#### [Work to do]
Repeat word for word the lines in the records from the one containing "point: carved door" down to the one containing "column 75, row 83", including both of those lines.

===== Record list

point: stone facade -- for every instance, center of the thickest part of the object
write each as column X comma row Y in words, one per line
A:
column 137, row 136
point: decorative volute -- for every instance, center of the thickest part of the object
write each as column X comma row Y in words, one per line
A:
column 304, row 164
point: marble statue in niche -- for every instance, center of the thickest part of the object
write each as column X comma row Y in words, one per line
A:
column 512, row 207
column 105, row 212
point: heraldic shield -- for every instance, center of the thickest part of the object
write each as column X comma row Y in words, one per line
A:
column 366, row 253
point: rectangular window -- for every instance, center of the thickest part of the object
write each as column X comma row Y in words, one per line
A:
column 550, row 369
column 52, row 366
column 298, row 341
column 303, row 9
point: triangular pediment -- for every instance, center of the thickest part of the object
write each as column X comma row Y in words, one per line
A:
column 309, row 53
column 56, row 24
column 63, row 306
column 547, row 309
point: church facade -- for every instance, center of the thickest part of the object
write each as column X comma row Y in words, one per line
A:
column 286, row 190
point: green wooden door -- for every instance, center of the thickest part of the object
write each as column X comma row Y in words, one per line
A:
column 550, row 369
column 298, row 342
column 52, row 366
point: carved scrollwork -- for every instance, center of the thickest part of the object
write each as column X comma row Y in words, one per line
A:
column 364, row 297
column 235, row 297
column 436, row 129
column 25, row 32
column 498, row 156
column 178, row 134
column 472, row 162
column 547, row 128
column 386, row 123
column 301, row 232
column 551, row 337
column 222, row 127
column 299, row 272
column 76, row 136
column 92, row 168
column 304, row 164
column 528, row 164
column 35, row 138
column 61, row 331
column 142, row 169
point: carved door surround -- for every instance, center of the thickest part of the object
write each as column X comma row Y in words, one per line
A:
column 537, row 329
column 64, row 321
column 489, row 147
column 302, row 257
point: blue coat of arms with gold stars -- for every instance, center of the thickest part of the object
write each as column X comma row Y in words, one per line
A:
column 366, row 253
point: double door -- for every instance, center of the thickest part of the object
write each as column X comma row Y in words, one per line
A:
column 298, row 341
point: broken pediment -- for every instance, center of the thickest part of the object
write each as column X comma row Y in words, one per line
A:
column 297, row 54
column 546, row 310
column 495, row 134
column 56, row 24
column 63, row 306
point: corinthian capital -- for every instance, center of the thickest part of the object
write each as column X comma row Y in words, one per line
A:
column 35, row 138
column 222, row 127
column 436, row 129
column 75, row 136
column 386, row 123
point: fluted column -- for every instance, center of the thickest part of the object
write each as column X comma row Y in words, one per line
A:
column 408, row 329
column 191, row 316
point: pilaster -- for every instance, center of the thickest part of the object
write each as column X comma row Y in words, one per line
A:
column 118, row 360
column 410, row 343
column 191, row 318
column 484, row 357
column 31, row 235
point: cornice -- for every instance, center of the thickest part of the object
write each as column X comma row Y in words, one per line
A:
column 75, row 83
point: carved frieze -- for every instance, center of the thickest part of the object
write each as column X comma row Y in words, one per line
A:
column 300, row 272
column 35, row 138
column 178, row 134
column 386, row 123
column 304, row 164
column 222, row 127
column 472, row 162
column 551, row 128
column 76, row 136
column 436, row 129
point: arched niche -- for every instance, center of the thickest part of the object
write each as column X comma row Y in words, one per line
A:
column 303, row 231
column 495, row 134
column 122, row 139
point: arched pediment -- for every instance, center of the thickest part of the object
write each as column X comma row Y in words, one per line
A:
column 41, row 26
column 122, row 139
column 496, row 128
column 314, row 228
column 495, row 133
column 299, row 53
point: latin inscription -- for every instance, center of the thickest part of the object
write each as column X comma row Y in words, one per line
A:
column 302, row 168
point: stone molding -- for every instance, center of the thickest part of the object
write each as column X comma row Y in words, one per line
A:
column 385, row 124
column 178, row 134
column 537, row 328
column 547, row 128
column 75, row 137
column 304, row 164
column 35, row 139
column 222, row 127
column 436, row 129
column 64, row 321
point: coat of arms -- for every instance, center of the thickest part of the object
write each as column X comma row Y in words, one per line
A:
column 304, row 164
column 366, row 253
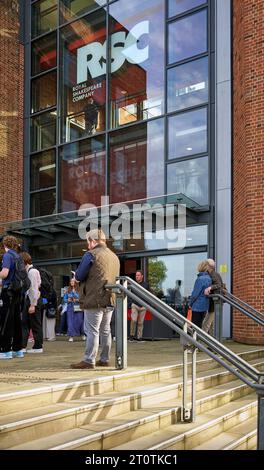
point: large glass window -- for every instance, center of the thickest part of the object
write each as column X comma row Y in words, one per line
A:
column 188, row 36
column 172, row 277
column 44, row 17
column 179, row 6
column 83, row 76
column 43, row 131
column 43, row 203
column 188, row 85
column 187, row 133
column 43, row 170
column 82, row 173
column 44, row 92
column 189, row 178
column 136, row 161
column 44, row 54
column 70, row 9
column 137, row 60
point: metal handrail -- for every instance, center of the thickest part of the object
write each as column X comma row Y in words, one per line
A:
column 192, row 334
column 208, row 339
column 247, row 310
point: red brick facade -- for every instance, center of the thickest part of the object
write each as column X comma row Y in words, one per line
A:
column 11, row 113
column 248, row 164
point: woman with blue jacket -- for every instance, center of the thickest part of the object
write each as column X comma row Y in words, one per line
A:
column 199, row 301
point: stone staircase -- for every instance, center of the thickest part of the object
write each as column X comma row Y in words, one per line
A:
column 136, row 410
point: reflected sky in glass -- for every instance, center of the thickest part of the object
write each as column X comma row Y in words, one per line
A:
column 188, row 85
column 179, row 6
column 188, row 133
column 190, row 178
column 188, row 36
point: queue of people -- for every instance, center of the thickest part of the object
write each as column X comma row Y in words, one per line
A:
column 87, row 306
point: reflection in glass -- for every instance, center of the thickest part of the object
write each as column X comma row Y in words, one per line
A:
column 59, row 250
column 137, row 161
column 44, row 17
column 83, row 76
column 42, row 170
column 187, row 133
column 82, row 173
column 44, row 92
column 188, row 36
column 44, row 54
column 190, row 178
column 43, row 203
column 179, row 6
column 188, row 85
column 43, row 131
column 165, row 272
column 163, row 239
column 70, row 9
column 137, row 60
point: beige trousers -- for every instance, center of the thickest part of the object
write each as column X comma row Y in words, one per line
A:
column 137, row 318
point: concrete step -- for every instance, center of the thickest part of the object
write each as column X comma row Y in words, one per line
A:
column 166, row 400
column 30, row 425
column 35, row 398
column 232, row 439
column 74, row 406
column 187, row 436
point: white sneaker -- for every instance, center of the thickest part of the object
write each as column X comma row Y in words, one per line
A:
column 35, row 351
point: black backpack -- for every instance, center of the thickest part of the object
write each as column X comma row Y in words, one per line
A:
column 47, row 283
column 20, row 281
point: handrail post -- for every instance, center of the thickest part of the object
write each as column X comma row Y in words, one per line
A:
column 194, row 355
column 218, row 320
column 260, row 431
column 184, row 410
column 121, row 329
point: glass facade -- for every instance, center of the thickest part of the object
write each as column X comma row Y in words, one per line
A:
column 137, row 60
column 120, row 102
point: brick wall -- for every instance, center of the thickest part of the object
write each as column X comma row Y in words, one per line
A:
column 11, row 113
column 248, row 164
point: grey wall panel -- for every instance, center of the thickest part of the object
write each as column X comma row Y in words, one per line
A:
column 223, row 196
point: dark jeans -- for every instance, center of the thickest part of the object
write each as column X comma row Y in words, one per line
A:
column 197, row 318
column 32, row 322
column 63, row 324
column 10, row 322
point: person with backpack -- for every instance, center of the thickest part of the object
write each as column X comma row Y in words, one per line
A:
column 75, row 320
column 14, row 278
column 49, row 315
column 31, row 312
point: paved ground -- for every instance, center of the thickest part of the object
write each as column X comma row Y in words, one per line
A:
column 53, row 366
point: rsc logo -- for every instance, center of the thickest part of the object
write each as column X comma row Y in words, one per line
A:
column 92, row 57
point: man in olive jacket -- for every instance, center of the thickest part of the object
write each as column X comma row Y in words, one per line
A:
column 217, row 286
column 98, row 267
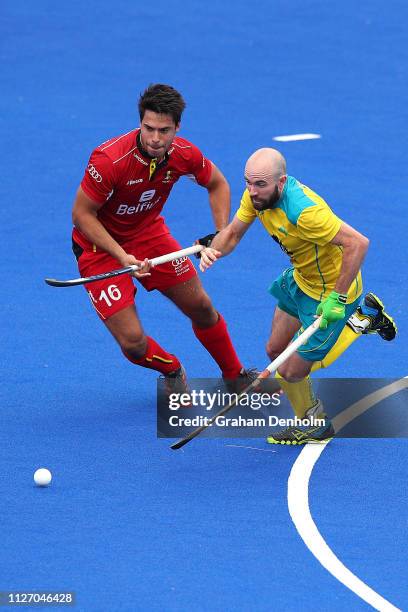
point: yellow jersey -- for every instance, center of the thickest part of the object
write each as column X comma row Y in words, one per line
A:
column 303, row 225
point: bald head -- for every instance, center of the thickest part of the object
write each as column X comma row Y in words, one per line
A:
column 266, row 163
column 265, row 177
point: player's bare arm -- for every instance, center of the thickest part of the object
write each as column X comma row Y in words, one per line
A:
column 223, row 243
column 220, row 198
column 84, row 217
column 354, row 247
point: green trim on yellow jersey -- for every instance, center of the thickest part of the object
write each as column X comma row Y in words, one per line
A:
column 303, row 225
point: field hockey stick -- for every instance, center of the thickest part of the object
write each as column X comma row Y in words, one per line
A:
column 274, row 365
column 156, row 261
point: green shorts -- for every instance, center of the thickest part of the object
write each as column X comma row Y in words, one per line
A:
column 292, row 300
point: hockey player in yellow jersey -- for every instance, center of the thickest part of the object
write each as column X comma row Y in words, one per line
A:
column 326, row 255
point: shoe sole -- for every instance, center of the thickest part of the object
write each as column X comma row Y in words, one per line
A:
column 299, row 442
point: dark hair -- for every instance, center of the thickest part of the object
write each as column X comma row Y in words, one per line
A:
column 162, row 99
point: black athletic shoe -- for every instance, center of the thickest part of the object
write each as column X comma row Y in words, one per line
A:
column 303, row 434
column 371, row 318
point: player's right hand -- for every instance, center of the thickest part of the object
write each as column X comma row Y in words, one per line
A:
column 208, row 257
column 130, row 260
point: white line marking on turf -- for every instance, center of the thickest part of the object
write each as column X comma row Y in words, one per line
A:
column 298, row 501
column 264, row 450
column 292, row 137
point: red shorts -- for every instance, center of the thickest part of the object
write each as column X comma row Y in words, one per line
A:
column 113, row 294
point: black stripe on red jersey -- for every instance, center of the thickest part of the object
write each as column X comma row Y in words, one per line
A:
column 153, row 166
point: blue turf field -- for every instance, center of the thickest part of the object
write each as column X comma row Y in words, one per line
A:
column 128, row 524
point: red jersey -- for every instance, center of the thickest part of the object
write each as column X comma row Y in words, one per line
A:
column 132, row 189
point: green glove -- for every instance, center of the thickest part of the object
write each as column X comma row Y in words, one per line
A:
column 332, row 309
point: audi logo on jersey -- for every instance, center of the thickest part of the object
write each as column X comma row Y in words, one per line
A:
column 94, row 173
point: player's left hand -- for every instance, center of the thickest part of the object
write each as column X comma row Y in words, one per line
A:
column 205, row 241
column 144, row 265
column 208, row 257
column 332, row 309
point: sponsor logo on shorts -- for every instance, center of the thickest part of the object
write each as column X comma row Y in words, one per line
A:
column 94, row 173
column 181, row 265
column 168, row 178
column 178, row 262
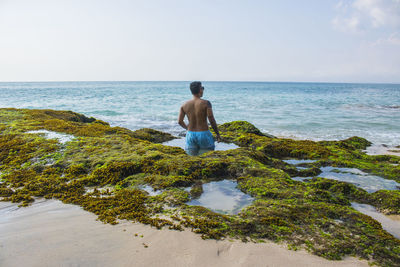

==========

#### [Solution for this problem]
point: carved door surround -- for every instance, center of the thickest part of the object
write each as column X comma row Y in words, one per line
A:
column 537, row 329
column 64, row 321
column 489, row 147
column 302, row 257
point: blue coat of arms with gold stars -- for every instance, center of the thickest part of the object
write each as column X comma row Y in words, one per line
A:
column 366, row 253
point: double door -- for every instance, center of the thickest part of the object
write each as column X comma row Y in words, one per line
A:
column 298, row 341
point: broken pediment -- for every instance, center of the thickest part of the object
write each as column X comma row Y in words, one per line
A:
column 297, row 54
column 546, row 310
column 495, row 134
column 56, row 24
column 63, row 306
point: corinthian capital -- for every instance, center of the thickest part of the object
write each as column X comma row Y in words, one per line
A:
column 35, row 138
column 222, row 127
column 436, row 129
column 75, row 136
column 386, row 123
point: fluted column -- for every instance, center of the thickest part of the object
write each as column X comma row Y in words, one per line
A:
column 408, row 329
column 191, row 316
point: pilaster -- for every instance, center of the thickest part of the object
write each as column X comma row Y in words, one per line
A:
column 118, row 360
column 410, row 343
column 191, row 318
column 484, row 357
column 31, row 235
point: cornice -- for every instance, center of the thickest part of the object
write each as column X comma row Y in words, one per line
A:
column 75, row 83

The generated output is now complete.